- _Data in this exercise_
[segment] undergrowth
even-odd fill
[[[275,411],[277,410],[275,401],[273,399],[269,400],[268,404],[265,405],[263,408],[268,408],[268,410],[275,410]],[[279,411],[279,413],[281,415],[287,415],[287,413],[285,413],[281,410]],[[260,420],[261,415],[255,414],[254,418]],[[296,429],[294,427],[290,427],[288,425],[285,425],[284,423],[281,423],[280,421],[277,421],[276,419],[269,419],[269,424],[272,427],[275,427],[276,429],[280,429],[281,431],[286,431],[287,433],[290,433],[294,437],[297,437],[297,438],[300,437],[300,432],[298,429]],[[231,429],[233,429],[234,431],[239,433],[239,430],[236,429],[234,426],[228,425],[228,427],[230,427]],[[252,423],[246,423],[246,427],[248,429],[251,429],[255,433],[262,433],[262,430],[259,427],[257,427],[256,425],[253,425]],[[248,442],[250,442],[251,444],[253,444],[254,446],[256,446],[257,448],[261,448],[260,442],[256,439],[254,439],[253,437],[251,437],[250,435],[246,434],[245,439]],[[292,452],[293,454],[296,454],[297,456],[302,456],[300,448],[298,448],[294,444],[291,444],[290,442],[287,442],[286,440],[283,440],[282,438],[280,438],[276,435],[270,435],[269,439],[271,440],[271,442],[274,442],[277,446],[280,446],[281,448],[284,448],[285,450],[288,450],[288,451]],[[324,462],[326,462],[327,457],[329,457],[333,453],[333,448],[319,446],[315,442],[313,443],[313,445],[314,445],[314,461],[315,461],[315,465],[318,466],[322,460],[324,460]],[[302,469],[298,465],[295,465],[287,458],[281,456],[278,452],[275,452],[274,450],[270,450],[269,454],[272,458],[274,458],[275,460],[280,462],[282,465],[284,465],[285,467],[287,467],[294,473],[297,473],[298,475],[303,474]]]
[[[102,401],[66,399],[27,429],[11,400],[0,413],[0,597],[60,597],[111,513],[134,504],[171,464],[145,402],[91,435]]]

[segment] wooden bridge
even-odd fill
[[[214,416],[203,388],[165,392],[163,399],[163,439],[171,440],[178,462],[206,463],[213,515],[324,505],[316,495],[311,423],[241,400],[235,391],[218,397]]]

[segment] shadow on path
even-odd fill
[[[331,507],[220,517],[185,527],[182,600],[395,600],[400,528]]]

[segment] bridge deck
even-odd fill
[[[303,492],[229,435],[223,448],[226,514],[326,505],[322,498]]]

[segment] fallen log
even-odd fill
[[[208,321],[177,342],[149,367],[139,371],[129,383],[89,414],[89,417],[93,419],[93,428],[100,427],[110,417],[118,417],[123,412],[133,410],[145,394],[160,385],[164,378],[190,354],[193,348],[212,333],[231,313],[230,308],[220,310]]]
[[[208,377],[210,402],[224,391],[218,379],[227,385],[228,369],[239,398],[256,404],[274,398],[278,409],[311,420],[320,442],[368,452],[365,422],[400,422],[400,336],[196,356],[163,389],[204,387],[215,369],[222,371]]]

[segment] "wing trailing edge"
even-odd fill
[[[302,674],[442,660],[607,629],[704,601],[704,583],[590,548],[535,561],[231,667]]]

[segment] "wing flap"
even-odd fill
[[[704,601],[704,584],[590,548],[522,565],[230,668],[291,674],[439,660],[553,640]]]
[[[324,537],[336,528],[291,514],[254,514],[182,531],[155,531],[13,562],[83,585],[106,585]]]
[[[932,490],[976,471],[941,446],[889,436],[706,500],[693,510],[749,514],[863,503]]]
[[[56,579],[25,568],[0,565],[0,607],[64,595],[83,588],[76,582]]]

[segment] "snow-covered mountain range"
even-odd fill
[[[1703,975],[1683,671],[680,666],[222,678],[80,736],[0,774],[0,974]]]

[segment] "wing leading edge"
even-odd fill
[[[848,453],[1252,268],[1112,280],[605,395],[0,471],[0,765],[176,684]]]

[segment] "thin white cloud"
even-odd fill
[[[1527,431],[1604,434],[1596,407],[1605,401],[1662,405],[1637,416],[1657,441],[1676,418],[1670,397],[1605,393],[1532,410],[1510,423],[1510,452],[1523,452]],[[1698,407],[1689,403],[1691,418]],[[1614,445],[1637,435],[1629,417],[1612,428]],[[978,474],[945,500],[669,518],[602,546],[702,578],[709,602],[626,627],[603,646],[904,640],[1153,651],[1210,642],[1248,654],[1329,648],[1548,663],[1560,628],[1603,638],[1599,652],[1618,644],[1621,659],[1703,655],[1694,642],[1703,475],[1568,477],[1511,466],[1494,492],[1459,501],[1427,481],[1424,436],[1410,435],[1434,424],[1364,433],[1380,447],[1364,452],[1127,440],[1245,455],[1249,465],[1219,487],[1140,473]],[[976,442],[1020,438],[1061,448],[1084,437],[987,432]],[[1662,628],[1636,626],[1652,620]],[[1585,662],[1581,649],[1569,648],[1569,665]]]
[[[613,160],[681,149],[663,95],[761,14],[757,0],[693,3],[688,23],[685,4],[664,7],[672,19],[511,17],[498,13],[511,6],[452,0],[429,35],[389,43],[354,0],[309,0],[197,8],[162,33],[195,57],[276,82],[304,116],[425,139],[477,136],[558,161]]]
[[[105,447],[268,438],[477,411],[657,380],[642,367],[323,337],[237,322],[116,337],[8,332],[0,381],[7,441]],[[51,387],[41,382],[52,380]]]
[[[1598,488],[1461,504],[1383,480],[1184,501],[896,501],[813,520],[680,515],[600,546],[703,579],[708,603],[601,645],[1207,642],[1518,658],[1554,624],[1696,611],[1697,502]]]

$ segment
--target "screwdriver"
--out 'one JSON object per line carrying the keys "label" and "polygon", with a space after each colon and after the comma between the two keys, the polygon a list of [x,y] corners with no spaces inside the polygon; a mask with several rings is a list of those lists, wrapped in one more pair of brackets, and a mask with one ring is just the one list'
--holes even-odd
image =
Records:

- _What this task involves_
Would you retype the records above without changing a word?

- _Answer for this exercise_
[segment] undergrowth
even-odd fill
[[[275,411],[277,410],[275,401],[273,399],[269,400],[268,404],[265,405],[263,408],[268,408],[268,410],[275,410]],[[279,411],[279,413],[281,415],[287,415],[287,413],[285,413],[281,410]],[[260,420],[261,415],[255,414],[254,418]],[[296,429],[294,427],[290,427],[288,425],[285,425],[284,423],[281,423],[280,421],[277,421],[276,419],[269,419],[269,424],[272,427],[275,427],[276,429],[280,429],[281,431],[286,431],[287,433],[290,433],[294,437],[297,437],[297,438],[300,437],[300,432],[298,429]],[[231,429],[233,429],[234,431],[239,433],[239,430],[236,429],[234,426],[228,425],[228,427],[230,427]],[[252,423],[246,423],[246,427],[248,429],[251,429],[255,433],[262,433],[262,430],[259,427],[257,427],[256,425],[253,425]],[[248,442],[250,442],[251,444],[253,444],[254,446],[256,446],[257,448],[261,448],[260,442],[256,439],[254,439],[253,437],[251,437],[250,435],[246,434],[245,439]],[[292,452],[293,454],[296,454],[297,456],[302,456],[300,448],[298,448],[294,444],[291,444],[290,442],[287,442],[286,440],[283,440],[282,438],[280,438],[276,435],[270,435],[269,439],[271,440],[271,442],[274,442],[277,446],[280,446],[281,448],[284,448],[285,450],[288,450],[288,451]],[[324,462],[326,462],[327,457],[329,457],[333,453],[333,448],[319,446],[315,442],[313,443],[313,445],[314,445],[314,461],[315,461],[315,465],[318,466],[322,460],[324,460]],[[302,469],[298,465],[295,465],[287,458],[281,456],[278,452],[275,452],[274,450],[270,450],[269,454],[272,458],[274,458],[275,460],[280,462],[282,465],[284,465],[285,467],[287,467],[294,473],[297,473],[298,475],[303,474]]]
[[[102,401],[66,399],[27,429],[11,400],[0,413],[0,597],[60,597],[111,513],[134,504],[171,464],[145,402],[91,435]]]

[segment] wooden bridge
even-odd fill
[[[214,416],[203,388],[165,392],[163,399],[163,439],[171,440],[178,462],[206,463],[213,515],[324,505],[316,495],[311,423],[241,400],[235,391],[218,397]]]

[segment] shadow on path
even-odd fill
[[[331,507],[220,517],[185,527],[182,600],[395,600],[400,528]]]

[segment] bridge deck
even-odd fill
[[[303,492],[229,435],[223,448],[226,514],[326,505],[322,498]]]

[segment] fallen log
even-odd fill
[[[208,321],[177,342],[149,367],[139,371],[129,383],[89,414],[89,417],[93,419],[93,428],[100,427],[110,417],[118,417],[123,412],[133,410],[145,394],[160,385],[164,378],[190,354],[193,348],[212,333],[231,313],[230,308],[220,310]]]
[[[208,377],[210,402],[224,391],[218,379],[227,385],[228,369],[239,398],[256,404],[274,398],[278,409],[311,420],[320,442],[368,452],[365,422],[400,422],[400,336],[196,356],[163,389],[204,387],[215,369],[222,371]]]

[segment] "wing trailing edge"
even-odd fill
[[[302,674],[442,660],[607,629],[704,601],[704,583],[590,548],[535,561],[231,667]]]

[segment] "wing flap"
even-odd fill
[[[704,601],[704,584],[590,548],[522,565],[230,668],[291,674],[439,660],[553,640]]]
[[[324,537],[336,528],[291,514],[254,514],[182,531],[155,531],[13,562],[83,585],[106,585]]]
[[[932,490],[976,471],[941,446],[889,436],[706,500],[693,510],[749,514],[863,503]]]
[[[56,579],[25,568],[0,565],[0,607],[64,595],[83,588],[76,582]]]

[segment] "snow-covered mountain range"
even-odd fill
[[[1703,975],[1683,671],[680,666],[222,678],[80,736],[0,774],[0,974]]]

[segment] "wing leading edge"
even-odd fill
[[[848,453],[1252,268],[1112,280],[605,395],[0,471],[0,765],[176,684]]]

[segment] "thin white cloud"
even-odd fill
[[[1527,431],[1604,434],[1596,407],[1605,401],[1662,405],[1637,416],[1657,441],[1676,418],[1670,397],[1605,393],[1532,410],[1510,423],[1510,452],[1523,452]],[[1698,407],[1689,403],[1691,418]],[[1614,445],[1637,435],[1629,417],[1612,428]],[[978,474],[945,500],[669,518],[602,546],[702,578],[709,602],[626,627],[603,646],[904,640],[1153,651],[1210,642],[1248,654],[1329,648],[1548,663],[1560,628],[1603,638],[1599,652],[1618,644],[1621,659],[1703,655],[1694,642],[1703,475],[1568,477],[1511,466],[1494,492],[1459,501],[1427,481],[1424,436],[1410,435],[1434,424],[1364,433],[1380,447],[1364,452],[1127,440],[1245,455],[1249,465],[1219,487],[1140,473]],[[976,442],[1020,438],[1061,448],[1084,437],[987,432]],[[1662,628],[1636,626],[1652,620]],[[1585,662],[1581,649],[1569,648],[1569,665]]]
[[[613,160],[681,149],[663,95],[761,14],[757,0],[693,3],[688,23],[685,4],[664,7],[672,19],[511,17],[498,13],[511,6],[452,0],[429,35],[389,43],[354,0],[309,0],[197,8],[162,33],[195,57],[276,82],[304,116],[425,139],[477,136],[558,161]]]
[[[105,447],[268,438],[477,411],[657,380],[642,367],[323,337],[237,322],[116,337],[8,332],[0,381],[7,441]],[[51,387],[41,382],[52,380]]]
[[[1598,488],[1461,504],[1383,480],[1184,501],[896,501],[813,520],[680,515],[600,546],[703,579],[708,603],[601,645],[1207,642],[1518,658],[1554,624],[1696,611],[1697,502]]]

$ segment
--target "screwdriver"
--out 'one JSON object per line carrying the keys "label" and "polygon", with a space after each colon and after the comma between the two keys, the polygon a list of [x,y] corners with no spaces inside the polygon; a mask with several rings is a list of those lists, wrapped in one more pair of brackets, and a mask with one ring is just the one list'
--holes even-odd
image =
Records:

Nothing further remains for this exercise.